[Start of section]
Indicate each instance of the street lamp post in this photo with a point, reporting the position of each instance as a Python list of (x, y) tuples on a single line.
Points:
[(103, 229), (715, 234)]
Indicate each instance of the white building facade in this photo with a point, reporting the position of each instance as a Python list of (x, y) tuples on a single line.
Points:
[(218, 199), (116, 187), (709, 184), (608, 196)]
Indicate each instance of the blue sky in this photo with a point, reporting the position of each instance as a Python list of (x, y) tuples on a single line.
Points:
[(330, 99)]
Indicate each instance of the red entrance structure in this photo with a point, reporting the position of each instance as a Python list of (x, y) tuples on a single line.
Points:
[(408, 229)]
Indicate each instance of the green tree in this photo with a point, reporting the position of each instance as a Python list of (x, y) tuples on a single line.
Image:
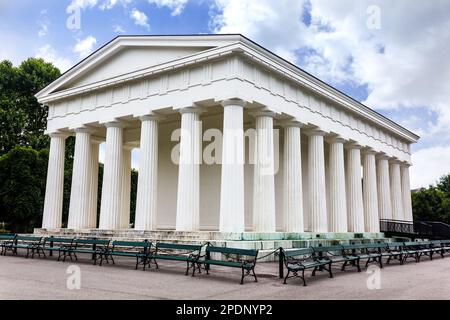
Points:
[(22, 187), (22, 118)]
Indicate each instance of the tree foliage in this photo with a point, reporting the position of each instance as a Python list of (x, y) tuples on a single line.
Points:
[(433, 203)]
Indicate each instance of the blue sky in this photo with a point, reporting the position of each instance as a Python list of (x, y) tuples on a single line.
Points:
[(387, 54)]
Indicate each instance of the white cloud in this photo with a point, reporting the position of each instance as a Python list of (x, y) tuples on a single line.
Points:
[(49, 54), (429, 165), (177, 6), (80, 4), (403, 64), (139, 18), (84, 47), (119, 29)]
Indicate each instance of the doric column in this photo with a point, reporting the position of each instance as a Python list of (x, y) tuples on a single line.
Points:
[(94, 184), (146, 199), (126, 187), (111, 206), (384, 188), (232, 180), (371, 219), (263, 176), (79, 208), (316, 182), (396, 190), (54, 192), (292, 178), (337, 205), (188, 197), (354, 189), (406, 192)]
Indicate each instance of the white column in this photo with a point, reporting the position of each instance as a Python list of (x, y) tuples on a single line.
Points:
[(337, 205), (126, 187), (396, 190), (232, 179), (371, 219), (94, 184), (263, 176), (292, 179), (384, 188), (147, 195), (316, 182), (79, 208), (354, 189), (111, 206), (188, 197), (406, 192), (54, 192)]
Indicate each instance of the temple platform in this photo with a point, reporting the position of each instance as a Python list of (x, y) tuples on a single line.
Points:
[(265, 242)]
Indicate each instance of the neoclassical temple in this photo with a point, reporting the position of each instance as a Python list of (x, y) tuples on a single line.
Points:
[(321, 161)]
[End of section]
[Start of section]
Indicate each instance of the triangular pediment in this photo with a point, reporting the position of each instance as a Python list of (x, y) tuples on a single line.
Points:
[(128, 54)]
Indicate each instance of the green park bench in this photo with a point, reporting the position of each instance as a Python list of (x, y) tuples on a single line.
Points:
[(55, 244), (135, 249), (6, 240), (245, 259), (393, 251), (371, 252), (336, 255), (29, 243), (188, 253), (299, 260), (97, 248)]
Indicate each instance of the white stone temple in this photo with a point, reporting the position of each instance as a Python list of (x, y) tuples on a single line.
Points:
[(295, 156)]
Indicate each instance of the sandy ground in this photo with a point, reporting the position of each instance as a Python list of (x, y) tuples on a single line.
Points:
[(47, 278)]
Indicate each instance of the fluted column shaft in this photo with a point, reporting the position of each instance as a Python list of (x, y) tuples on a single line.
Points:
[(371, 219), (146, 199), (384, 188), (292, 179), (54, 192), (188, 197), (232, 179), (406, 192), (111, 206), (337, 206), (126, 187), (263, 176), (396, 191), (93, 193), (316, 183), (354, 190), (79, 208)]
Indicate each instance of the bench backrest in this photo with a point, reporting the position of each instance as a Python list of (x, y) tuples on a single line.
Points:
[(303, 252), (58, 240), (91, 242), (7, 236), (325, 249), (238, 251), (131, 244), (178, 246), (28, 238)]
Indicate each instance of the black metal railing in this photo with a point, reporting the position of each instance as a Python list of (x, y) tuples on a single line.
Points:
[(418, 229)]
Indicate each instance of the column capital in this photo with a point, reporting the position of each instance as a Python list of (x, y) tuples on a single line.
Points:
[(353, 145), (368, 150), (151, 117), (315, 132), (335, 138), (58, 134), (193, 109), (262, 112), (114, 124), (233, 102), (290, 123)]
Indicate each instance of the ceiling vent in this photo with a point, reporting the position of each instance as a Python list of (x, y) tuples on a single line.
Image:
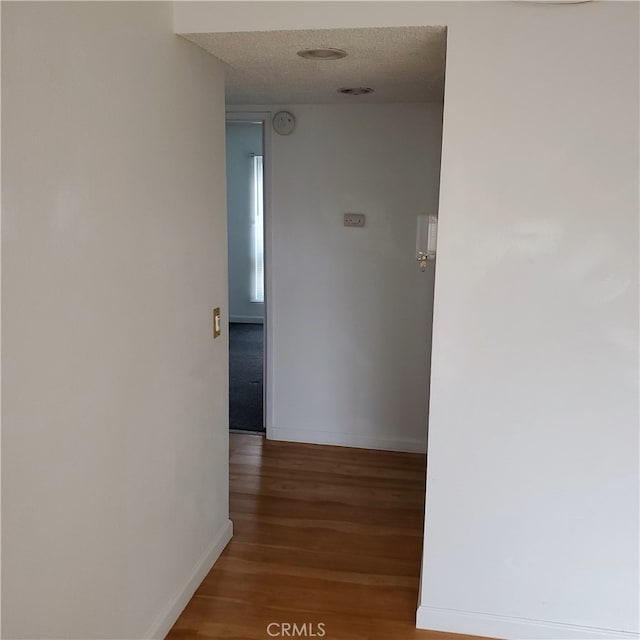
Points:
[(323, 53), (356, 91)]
[End of section]
--- Exercise prompt ---
Above are the records; report each line in them that includes the word "temple".

--- Exercise answer ---
Indicate each instance of the temple platform in this photo with a point, reporting the position of each instance as a Python list of (x, y) tuples on a single line.
Indicate each instance of the neoclassical temple in this photo with a point, reporting the position of each instance as a Python list of (x, y) tuples on a single line.
Indicate each instance of the white stone temple in this photo with a point, reporting the position of each instance as a Python list of (x, y) tuples on a single line.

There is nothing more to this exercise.